* [Your task]
I need the number of lines in the following entries that hold the word "provide", and no other text.

* [Given information]
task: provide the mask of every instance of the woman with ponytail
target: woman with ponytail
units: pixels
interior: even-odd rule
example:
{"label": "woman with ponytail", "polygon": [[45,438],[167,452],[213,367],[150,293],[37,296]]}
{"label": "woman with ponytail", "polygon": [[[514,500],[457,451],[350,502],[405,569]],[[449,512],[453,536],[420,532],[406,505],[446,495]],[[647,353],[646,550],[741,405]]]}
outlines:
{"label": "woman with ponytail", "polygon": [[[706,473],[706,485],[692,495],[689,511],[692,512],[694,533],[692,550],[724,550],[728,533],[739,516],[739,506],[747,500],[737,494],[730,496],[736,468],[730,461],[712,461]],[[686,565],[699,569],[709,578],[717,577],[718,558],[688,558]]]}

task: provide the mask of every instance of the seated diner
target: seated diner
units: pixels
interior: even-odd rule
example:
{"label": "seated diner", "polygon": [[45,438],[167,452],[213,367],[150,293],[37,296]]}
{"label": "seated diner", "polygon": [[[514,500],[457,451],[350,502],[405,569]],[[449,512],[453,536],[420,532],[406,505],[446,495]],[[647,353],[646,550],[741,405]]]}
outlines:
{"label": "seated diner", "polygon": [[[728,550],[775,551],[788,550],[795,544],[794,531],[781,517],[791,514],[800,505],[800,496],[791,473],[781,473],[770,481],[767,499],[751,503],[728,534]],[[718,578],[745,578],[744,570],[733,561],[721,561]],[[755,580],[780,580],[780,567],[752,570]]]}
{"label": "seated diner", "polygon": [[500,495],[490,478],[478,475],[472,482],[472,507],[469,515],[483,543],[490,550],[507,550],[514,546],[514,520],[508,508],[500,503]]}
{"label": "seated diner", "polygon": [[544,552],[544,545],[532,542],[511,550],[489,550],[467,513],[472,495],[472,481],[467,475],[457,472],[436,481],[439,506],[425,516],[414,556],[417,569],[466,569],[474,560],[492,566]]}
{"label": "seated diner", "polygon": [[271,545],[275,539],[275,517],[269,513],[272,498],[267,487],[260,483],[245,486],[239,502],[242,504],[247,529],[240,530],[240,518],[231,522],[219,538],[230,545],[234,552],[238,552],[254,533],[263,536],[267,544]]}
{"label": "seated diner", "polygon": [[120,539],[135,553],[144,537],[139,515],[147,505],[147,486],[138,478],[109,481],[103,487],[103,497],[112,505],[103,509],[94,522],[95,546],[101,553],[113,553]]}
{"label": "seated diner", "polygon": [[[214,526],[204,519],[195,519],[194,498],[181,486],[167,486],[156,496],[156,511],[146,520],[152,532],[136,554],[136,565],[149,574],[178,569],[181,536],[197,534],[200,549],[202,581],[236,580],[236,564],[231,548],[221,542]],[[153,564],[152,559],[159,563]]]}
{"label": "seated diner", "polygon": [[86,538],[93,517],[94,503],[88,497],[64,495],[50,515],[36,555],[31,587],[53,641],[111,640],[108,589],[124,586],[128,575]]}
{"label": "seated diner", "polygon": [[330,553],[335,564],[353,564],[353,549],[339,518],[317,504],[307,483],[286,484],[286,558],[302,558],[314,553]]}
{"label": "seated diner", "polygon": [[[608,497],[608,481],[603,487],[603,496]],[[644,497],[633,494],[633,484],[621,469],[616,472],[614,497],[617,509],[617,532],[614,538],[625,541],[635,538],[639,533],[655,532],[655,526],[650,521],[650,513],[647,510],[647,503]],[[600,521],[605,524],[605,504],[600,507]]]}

* [Answer box]
2